◆ **SELECTED PASSAGE**:
On a recent contact center visit, I entered a room filled with newly hired agents, all of millennial age, and asked them, “When YOU are the customer, what channel do you prefer for your customer experience?”
Every one of them said they loved web self-service first, followed by web chat and social media. They also unanimously agreed that making a phone call would be their last resort.
Millennials are now America’s largest demographic group, so their preference for self-service, web chat, and social media means that a dramatic shift in the way contact centers support their customers is necessary. For example, Deloitte’s 2017 Global Contact Center Survey shows only 64% of customer interactions were made by phone last year. That number is projected to drop to only 47% in 2019, according to the study.
Voice is shrinking as a percentage of contacts, so voice-only BPOs are, in truth, fighting for a declining share of the market while other customer experience channels are growing exponentially.
What does this mean for voice-only BPOs?
It’s not as dire as it sounds, as there are still opportunities for voice-only BPOs to move into omnichannel customer service. Certainly, those BPOs that offer omnichannel customer service will have a distinct advantage over voice only BPOs this year and into the future.

◆ **TASK DETAILS**: In the contact center passage, what share of customer interactions is the phone projected to account for in 2019?

◆ **DATA SHOWN**:
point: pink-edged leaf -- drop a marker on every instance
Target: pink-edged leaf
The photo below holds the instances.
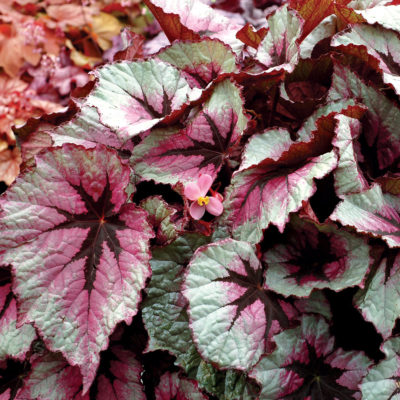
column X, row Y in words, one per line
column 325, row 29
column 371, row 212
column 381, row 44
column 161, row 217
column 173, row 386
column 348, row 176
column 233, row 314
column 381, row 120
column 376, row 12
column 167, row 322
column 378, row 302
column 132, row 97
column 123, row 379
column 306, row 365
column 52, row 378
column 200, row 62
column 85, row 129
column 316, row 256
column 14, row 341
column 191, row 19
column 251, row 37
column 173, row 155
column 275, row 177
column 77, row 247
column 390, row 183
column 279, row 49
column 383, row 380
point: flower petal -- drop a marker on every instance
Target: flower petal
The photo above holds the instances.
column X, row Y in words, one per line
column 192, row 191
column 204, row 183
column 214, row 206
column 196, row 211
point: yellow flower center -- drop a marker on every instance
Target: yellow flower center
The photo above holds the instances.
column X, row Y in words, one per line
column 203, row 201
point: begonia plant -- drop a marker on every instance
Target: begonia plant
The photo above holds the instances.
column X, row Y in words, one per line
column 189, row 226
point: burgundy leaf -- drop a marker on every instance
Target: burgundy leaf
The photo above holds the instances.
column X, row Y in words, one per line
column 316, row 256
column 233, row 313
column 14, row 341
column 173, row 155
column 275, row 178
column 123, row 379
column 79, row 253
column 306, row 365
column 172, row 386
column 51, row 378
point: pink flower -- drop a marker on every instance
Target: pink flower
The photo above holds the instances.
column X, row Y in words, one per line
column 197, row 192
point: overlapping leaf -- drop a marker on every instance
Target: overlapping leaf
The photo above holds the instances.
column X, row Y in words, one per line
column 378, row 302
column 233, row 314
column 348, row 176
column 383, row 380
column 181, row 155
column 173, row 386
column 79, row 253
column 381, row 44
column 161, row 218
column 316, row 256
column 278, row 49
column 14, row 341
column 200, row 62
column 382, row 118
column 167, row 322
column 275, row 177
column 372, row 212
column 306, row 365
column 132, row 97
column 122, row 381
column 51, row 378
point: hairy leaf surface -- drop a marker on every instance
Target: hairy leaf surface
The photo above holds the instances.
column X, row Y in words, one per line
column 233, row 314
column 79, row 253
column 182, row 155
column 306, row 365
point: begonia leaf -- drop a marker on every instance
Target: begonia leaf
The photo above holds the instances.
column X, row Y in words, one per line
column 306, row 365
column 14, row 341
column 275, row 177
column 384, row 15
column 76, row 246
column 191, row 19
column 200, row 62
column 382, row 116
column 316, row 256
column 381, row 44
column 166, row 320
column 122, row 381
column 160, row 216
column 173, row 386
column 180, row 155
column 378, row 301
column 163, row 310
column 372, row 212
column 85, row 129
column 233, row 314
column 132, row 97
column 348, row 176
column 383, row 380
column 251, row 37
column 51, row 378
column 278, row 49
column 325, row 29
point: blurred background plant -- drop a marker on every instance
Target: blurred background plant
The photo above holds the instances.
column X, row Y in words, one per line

==

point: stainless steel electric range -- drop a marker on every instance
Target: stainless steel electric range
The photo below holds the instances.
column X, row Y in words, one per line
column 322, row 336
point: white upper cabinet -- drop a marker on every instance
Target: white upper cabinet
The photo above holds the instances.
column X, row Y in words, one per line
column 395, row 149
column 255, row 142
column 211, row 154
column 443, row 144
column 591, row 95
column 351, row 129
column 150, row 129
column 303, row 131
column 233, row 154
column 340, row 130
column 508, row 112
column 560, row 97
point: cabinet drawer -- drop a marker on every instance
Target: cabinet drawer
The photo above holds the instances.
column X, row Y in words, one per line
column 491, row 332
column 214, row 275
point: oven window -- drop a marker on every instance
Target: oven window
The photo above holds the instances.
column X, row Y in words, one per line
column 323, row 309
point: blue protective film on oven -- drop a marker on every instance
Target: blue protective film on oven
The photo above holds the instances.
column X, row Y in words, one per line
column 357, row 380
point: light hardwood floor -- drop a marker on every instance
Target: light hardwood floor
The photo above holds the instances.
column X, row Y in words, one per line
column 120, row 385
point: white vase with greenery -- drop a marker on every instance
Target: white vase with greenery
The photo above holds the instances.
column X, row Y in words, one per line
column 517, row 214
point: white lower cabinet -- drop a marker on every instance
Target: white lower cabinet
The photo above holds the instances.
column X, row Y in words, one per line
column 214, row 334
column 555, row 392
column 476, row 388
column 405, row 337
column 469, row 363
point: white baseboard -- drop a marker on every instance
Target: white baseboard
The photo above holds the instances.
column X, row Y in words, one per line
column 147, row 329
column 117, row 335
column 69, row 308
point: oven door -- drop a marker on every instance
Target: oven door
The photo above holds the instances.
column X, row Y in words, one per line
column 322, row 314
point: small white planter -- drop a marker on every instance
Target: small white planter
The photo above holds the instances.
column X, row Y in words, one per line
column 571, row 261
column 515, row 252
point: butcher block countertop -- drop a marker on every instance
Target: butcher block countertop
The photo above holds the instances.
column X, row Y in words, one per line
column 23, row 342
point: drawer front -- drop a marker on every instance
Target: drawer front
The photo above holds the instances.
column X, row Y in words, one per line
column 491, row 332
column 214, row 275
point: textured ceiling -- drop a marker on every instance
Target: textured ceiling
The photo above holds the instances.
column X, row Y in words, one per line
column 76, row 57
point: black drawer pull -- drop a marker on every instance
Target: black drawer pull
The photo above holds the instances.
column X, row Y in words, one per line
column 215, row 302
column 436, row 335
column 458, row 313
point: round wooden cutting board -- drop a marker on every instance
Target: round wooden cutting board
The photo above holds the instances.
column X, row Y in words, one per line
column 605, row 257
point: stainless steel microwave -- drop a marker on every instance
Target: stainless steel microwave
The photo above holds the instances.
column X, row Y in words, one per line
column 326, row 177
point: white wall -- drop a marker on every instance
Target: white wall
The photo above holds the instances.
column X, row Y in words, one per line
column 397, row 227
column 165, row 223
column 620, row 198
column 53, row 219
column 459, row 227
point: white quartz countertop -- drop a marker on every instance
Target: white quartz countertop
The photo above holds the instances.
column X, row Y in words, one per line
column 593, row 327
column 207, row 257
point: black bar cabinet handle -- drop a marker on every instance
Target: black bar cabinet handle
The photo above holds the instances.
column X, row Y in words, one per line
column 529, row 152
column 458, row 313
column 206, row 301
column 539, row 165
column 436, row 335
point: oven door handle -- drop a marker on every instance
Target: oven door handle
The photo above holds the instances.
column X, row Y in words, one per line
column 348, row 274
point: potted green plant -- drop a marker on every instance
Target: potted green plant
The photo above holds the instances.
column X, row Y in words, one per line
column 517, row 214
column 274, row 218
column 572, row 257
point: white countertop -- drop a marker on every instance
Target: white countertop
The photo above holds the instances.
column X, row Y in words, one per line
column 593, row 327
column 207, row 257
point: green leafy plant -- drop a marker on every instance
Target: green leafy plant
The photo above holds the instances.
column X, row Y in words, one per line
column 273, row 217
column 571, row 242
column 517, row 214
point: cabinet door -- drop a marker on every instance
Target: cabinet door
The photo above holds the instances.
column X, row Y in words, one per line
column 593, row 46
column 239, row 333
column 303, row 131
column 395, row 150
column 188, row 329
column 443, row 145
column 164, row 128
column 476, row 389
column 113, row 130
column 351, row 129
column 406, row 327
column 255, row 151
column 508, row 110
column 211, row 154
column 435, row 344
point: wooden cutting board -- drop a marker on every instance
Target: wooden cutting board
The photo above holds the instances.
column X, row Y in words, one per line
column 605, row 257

◆ **SOLUTION TO THE EXERCISE**: 47%